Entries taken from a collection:
>>>>>

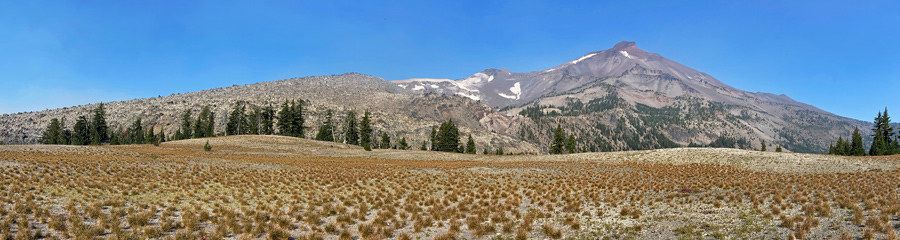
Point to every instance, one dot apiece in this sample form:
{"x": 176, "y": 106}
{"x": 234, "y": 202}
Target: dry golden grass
{"x": 279, "y": 188}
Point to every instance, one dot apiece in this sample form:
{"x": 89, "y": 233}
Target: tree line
{"x": 883, "y": 142}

<<<<<

# DIRECTIONS
Format each line of the listing above as a numbered list, omitting any blank lines and leaving the picture out of the answer.

# ANSWER IN FULL
1. Point to every instance, one dot apiece in this sample form:
2. {"x": 176, "y": 106}
3. {"x": 234, "y": 202}
4. Target: dry golden grass
5. {"x": 279, "y": 188}
6. Point to every instance, one dot apiece in this sample form:
7. {"x": 89, "y": 233}
8. Target: tree line
9. {"x": 883, "y": 142}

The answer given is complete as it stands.